Task directions:
Reproduce the mailing-list message between "with 'shift' is" and "PS or GIMP.", inclusive, swapping "workflow" for "editing habits".

Passage:
__________________________________________________

Boudewijn Rempt wrote:
> On Tuesday 13 November 2007, Matthew Woehlke wrote:
>> Valerie VK wrote:
>>> Since Krita has line tool, it doesn't need to
take up the Shift
>>> key for straight lines like with Gimp. So how
about assigning it
>>> to this? It is "smoother" in terms of
resizing than pressing a
>>> key several times.
>> Line drawing (and more frequently, H/V constraint)
with 'shift' is one
>> PS feature I find very useful, that Krita doesn't
have :-(.
>
> Why is that more useful or usable than drawing a line
with the line tool?
Short answer:
It's disruptive to workflow (at least, to people coming from
PS and/or
GIMP). It also loses the ability to repeatedly overstroke
parts of an
H/V path. Also, at least in Krita 1.6.1 there is no
real-time update as
in PS or GIMP.
Long answer:
The PS/GIMP model cleanly segregates drawing into two
aspects: tool
function, and stroke placement model. All brush-like tools
support the
'shift' stroke placement modifier for drawing lines,
polylines, and
constraining to an H/V path.
Krita does not make this clean separation. We have a number
of
brush-like Tools (brush, eraser, blur, etc) that support
exactly one
stroke placement method. In addition, we have two
"tools" that impose a
different stroke placement method but only support a small
subset of
Tools. Instead of a consistent and complete hierarchy, we
have two
independent "tool trees", one that starts with
function and only
supports one method of stroke placement, and one that starts
with stroke
placement and provides only a subset of functionality.

__________________________________________________

Extracted material:
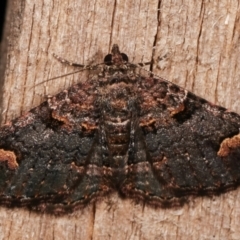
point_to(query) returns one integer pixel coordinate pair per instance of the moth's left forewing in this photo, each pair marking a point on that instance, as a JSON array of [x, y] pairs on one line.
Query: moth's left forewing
[[184, 135]]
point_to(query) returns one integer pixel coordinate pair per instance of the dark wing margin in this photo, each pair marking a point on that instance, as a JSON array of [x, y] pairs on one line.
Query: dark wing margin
[[43, 154], [193, 146]]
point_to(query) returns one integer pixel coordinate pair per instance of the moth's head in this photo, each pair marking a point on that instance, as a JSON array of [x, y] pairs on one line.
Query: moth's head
[[116, 57]]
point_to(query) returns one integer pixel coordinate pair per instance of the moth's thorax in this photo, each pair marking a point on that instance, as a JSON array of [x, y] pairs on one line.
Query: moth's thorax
[[117, 105]]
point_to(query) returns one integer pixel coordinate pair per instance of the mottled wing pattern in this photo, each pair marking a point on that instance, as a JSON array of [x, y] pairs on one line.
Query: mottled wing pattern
[[190, 146], [141, 136], [44, 153]]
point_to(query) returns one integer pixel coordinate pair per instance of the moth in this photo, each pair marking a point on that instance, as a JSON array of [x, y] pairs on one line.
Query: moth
[[144, 137]]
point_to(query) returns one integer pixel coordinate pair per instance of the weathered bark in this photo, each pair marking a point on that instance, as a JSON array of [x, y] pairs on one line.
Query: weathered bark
[[194, 44]]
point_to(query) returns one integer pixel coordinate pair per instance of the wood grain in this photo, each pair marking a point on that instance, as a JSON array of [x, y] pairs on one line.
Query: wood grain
[[193, 43]]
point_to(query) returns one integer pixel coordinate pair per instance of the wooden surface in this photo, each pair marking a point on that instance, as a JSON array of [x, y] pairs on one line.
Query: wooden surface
[[193, 43]]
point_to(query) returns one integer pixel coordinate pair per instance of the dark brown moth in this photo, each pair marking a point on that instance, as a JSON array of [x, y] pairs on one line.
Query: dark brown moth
[[144, 137]]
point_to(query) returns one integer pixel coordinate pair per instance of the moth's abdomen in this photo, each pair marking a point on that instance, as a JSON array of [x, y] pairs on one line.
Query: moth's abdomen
[[117, 130]]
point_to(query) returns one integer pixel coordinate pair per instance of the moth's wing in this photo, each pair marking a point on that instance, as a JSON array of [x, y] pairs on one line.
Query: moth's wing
[[44, 153], [190, 145]]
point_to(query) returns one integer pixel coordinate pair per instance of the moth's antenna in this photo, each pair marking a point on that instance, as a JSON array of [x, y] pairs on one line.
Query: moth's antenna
[[84, 67]]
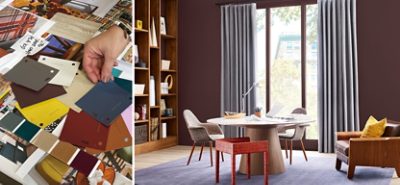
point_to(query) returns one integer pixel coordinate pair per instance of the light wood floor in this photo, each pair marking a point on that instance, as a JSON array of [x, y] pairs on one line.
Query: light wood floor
[[177, 152]]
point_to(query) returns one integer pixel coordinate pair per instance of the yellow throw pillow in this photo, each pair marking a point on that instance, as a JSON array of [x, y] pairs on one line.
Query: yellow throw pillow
[[374, 128]]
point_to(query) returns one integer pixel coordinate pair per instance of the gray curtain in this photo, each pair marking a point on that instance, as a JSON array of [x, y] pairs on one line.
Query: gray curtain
[[338, 77], [238, 27]]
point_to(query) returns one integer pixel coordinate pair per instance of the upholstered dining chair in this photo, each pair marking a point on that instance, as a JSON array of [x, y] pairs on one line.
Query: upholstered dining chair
[[297, 135], [201, 133]]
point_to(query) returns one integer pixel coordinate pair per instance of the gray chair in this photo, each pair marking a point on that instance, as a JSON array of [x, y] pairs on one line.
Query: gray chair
[[297, 135], [201, 133]]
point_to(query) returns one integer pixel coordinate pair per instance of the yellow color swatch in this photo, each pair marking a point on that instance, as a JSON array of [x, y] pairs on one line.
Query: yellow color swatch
[[44, 113]]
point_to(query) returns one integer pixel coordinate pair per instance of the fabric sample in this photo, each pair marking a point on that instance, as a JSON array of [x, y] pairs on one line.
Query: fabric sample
[[45, 141], [44, 113], [91, 133], [67, 70], [27, 97], [31, 74], [27, 131], [118, 135], [84, 163], [113, 101], [79, 87], [63, 151], [124, 84], [10, 121]]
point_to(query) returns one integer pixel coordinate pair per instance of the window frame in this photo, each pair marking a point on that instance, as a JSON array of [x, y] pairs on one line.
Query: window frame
[[310, 144]]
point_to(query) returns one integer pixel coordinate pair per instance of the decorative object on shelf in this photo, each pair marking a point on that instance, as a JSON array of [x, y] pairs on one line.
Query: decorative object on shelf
[[137, 116], [153, 35], [141, 63], [163, 130], [136, 53], [154, 129], [170, 81], [234, 115], [152, 91], [165, 64], [139, 24], [140, 134], [164, 88], [139, 89], [163, 106], [142, 110], [163, 26], [257, 111], [169, 112]]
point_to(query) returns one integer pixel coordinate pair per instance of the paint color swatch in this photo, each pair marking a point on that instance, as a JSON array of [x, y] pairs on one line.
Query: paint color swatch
[[118, 135], [82, 130], [27, 131], [31, 74], [67, 70], [45, 140], [79, 87], [10, 121], [105, 102], [85, 163], [64, 151], [27, 97], [44, 113]]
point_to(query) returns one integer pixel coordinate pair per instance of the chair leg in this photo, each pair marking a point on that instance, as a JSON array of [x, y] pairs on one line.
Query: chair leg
[[291, 151], [191, 153], [338, 164], [201, 151], [286, 148], [248, 165], [398, 170], [233, 175], [304, 150], [217, 166], [350, 171], [266, 167], [211, 153]]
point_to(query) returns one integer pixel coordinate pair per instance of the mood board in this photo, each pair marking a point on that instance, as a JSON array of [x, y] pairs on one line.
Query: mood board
[[43, 86]]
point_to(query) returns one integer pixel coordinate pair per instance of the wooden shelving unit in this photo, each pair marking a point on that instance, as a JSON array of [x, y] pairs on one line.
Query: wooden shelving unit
[[166, 49]]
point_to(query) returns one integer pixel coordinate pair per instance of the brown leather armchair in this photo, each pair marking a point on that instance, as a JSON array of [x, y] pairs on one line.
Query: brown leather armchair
[[379, 152]]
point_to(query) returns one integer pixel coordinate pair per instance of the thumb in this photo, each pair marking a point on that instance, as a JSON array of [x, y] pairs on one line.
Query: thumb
[[106, 71]]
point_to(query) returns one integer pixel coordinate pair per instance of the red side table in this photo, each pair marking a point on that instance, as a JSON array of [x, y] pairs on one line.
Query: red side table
[[235, 146]]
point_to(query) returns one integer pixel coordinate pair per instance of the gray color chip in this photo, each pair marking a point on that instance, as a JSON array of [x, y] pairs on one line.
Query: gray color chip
[[31, 74], [10, 121], [105, 101]]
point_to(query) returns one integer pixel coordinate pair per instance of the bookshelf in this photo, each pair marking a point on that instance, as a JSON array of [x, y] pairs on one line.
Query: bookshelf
[[152, 55]]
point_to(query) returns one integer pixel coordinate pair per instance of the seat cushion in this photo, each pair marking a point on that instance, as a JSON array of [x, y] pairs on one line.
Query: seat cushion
[[374, 128], [343, 146], [392, 129]]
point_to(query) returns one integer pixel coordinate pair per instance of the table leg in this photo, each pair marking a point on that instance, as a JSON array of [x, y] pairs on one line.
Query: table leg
[[276, 164]]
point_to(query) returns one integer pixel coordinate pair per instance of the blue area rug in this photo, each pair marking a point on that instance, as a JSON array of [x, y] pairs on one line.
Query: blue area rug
[[319, 170]]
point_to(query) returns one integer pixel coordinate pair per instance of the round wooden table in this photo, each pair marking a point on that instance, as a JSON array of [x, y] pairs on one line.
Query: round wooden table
[[263, 129]]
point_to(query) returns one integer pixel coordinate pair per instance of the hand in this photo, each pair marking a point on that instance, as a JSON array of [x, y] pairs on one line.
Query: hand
[[101, 53]]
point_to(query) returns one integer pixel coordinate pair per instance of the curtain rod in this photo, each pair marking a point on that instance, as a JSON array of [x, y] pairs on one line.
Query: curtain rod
[[221, 3]]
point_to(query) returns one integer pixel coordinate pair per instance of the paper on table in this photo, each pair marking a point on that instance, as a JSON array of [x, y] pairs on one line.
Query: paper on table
[[73, 28], [29, 44], [67, 70], [79, 87], [44, 113]]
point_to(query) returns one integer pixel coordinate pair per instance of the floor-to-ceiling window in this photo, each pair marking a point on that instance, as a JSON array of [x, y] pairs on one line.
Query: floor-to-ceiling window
[[286, 56]]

__________________________________________________

Result below:
with 'shift' is one
>> PS feature I find very useful, that Krita doesn't
have :-(.
>
> Why is that more useful or usable than drawing a line
with the line tool?
Short answer:
It's disruptive to editing habits (at least, to people coming from
PS and/or
GIMP). It also loses the ability to repeatedly overstroke
parts of an
H/V path. Also, at least in Krita 1.6.1 there is no
real-time update as
in PS or GIMP.